═════ Information shown ═════

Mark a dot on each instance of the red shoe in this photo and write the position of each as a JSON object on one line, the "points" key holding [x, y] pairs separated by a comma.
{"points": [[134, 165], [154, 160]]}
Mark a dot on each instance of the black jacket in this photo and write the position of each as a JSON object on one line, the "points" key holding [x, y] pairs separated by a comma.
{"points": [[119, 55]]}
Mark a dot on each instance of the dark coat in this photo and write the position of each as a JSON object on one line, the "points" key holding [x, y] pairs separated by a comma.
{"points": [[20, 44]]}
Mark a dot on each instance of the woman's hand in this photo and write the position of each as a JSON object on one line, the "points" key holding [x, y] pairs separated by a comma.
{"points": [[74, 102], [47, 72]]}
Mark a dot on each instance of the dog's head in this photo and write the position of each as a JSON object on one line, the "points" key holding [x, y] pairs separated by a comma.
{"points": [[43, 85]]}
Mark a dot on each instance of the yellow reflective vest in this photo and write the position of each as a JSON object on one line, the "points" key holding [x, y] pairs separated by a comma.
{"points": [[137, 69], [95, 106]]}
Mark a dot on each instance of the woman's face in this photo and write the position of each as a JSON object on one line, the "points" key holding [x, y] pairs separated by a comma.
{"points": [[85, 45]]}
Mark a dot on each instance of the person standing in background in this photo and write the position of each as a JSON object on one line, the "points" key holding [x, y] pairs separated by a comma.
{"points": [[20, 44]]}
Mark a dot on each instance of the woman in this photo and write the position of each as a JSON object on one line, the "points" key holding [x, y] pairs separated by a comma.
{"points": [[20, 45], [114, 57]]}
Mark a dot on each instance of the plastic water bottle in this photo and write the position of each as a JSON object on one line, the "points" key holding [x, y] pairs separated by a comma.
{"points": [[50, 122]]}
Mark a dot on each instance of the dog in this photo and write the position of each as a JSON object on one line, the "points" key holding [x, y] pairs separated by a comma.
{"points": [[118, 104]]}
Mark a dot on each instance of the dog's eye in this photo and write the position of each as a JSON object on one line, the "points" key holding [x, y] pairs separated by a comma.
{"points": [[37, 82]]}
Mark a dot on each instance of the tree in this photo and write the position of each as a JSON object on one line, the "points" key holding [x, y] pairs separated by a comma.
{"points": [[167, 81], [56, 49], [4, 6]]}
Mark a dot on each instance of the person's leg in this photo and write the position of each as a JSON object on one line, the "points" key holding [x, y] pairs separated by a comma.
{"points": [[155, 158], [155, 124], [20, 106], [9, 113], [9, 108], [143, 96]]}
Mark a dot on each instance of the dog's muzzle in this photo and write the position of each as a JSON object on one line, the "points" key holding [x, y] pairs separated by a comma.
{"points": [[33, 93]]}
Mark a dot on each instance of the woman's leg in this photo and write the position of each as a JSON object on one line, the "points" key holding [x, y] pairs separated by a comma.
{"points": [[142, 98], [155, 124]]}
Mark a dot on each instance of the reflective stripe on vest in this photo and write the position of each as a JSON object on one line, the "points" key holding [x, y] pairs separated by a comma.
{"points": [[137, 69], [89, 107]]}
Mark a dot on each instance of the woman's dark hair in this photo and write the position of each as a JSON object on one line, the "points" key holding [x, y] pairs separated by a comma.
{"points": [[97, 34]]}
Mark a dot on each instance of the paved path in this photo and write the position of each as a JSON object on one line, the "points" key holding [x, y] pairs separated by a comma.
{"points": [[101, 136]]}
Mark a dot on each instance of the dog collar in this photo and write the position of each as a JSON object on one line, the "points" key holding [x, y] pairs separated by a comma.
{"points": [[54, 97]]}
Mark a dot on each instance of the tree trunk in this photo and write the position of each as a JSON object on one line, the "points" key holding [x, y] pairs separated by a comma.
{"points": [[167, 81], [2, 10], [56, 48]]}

═════

▶ **What you have to do**
Copy the records above exactly as they appear.

▶ **The response**
Mark a dot on each instance of the red shoe in this photo and write the position of each as a JSON object on one line, the "points" key holding [x, y] pairs separated by a comma.
{"points": [[134, 165], [154, 160]]}
Mark a dot on each instance of the black jacket in this photo and write the position of each as a JSON object on one line, the "points" key holding [x, y] pairs separated by a comma.
{"points": [[119, 55]]}
Mark a dot on each instance of the dark coat in this photo and write the position of each as a JSON object on one line, the "points" key holding [x, y] pairs separated by a comma.
{"points": [[20, 44]]}
Mark a dot on each instance of the woman's hand in this photo and write the position of each as a JSON object on one line, the "points" key holding [x, y] pairs separated by a comma.
{"points": [[74, 102], [47, 72]]}
Mark a dot on each instance of the dog's head in this photo and write the position of each as a JSON object on one line, the "points" key holding [x, y] pairs separated by a comma.
{"points": [[43, 85]]}
Mark a dot on each instance of the yellow reflective vest in this photo and write the position of each as a JSON object on one line, the "points" key holding [x, y] pairs separated by a comma.
{"points": [[137, 69], [95, 106]]}
Mark a dot on each instance of the woman's face in this photo and write the position of each as a JSON object on one line, the "points" key holding [x, y] pairs separated by a comma.
{"points": [[85, 45]]}
Mark a dot on each instance of the person standing in background in this photo and write the position of each as a JSON object on one line, the "points" key holding [x, y] pairs separated by a comma.
{"points": [[20, 44]]}
Mark a dot on each instance of the woman in this photo and write the position of each as a JSON object on one line, the "points" key holding [x, y] pairs separated by a comma.
{"points": [[20, 45], [114, 57]]}
Mark a dot on each instance of the plastic water bottle in this photo and write the position of each as a JSON object on one line, the "points" key holding [x, y] pairs separated by a comma.
{"points": [[50, 122]]}
Mark a dot on each instance of the dog in this photo and write the position of each as a JSON object on one line, the "points" key holding [x, y] pairs separated by a comma.
{"points": [[118, 104]]}
Mark a dot on each instance of the dog's eye in this photo and write the position of each as a JSON object on one line, the "points" key holding [x, y] pairs separated by a comma.
{"points": [[37, 82]]}
Mark a dot on each instance of the tree in this photo and write the position of each as a JSON object on one line, the "points" key holding [x, y] pairs separated by a comma.
{"points": [[167, 81], [56, 49], [4, 6]]}
Mark a dot on each instance of the person's leg in this photo and write the position of each as a JSON object on one line, the "points" key holding [x, y] pairs separated by a comma.
{"points": [[155, 158], [155, 124], [20, 106], [9, 113], [9, 108], [143, 96]]}
Mark a dot on each instance of the dog's muzzle in this photo and write the position of each as a JSON object on one line, the "points" key holding [x, y] pairs separated by a comma.
{"points": [[33, 93]]}
Mark a dot on each instance of the woman's leg in this photo and write the position of each as a JSON object on one line, the "points" key holding [x, y] pairs separated by a comma.
{"points": [[142, 98], [155, 124]]}
Mark a dot on each instance of the reflective stripe on vest in this photo and write the position of each as a JSON object on one line, the "points" key holding [x, y] pairs separated by a comma.
{"points": [[137, 69], [89, 107]]}
Mark a dot on each instance of the woman's dark hair in this photo and write the position of each as a JSON object on one line, the "points" key holding [x, y] pairs separated by a comma.
{"points": [[97, 34]]}
Mark a dot on each instance of the paved path in this photo and write the position of each as a JSON object on one line, the "points" key holding [x, y] pairs separated by a comma.
{"points": [[101, 136]]}
Mark a dot on each instance of the dog collar in this photo and write the position of each as a JSON object on one line, the "points" key holding [x, y] pairs separated by a comma.
{"points": [[54, 97]]}
Mark a dot on each instance of the tree trunk in this photo and write the position of each as a JSON object on one line, the "points" key holding [x, y] pairs separated by a comma.
{"points": [[167, 81], [2, 10], [56, 48]]}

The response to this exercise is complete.